>> Begin DOCUMENT PASSAGE

Mount Etna, Europe’s largest volcano, made headlines yesterday when an explosion injured at least 10 people. A BBC crew captured the moment in a harrowing video, showing scorching hot rocks and ash pelleting visitors. None of the injuries were serious — mostly bruises and burns — but the BBC science reporter Rebecca Morelle did tweet that it was “not an experience I ever ever want to repeat.”
Yesterday’s explosion on the Sicilian volcano was unexpected, but not unusual, says Marco Neri, a volcanologist and senior researcher at the National Institute of Geophysics and Vulcanology in Catania, Sicily. Mount Etna is one of the world’s most active volcanos, and since 2011 there have been about 60 eruptions, Neri says. Yesterday, some of that scorching lava got into contact with snow, causing the water’s near-instantaneous evaporation and resulting in the explosion of steam, ash, and rocks.
Though Mount Etna isn’t considered a dangerous volcano, it shouldn’t be underestimated either, says Neri, who’s been working on the volcano for almost 30 years. Through the years, some eruptions have threatened the people living around Mount Etna. In 1928, the entire town of Mascali was destroyed. In the early 1990s, a particularly abundant lava flow had to be diverted by creating canals and walls to save the town of Zafferana Etnea. And in 2002, lava leveled many hotels and restaurants in the area.
“Mount Etna gives you a lot in terms of beauty and jobs, because it’s visited by millions of tourists every year,” Neri says. “But once in while, Etna wakes up, asks for the bill, and takes back part of what it gives.”
As the eruptions continue, The Verge spoke on the phone with Neri about why Mount Etna is so active, the danger it poses, and why it’s a perfect natural lab.

>> End DOCUMENT PASSAGE

- TASK DIRECTIONS: Decide whether each statement agrees with the Mount Etna article above, answering yes or no and quoting the words from the article that settle it. 1. Some visitors were seriously injured in the explosion. 2. Mount Etna has had about 60 eruptions since 2011. 3. In 1928, the town of Zafferana Etnea was destroyed.

>> Begin INFORMATION PROVIDED

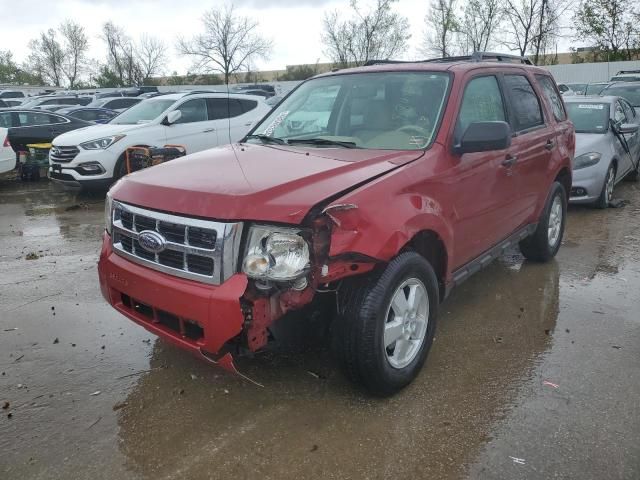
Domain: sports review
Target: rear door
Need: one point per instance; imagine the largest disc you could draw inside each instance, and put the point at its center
(193, 130)
(534, 140)
(485, 187)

>> End INFORMATION PROVIDED

- TASK SOLUTION:
1. No: "None of the injuries were serious — mostly bruises and burns"
2. Yes: "since 2011 there have been about 60 eruptions"
3. No: "In 1928, the entire town of Mascali was destroyed."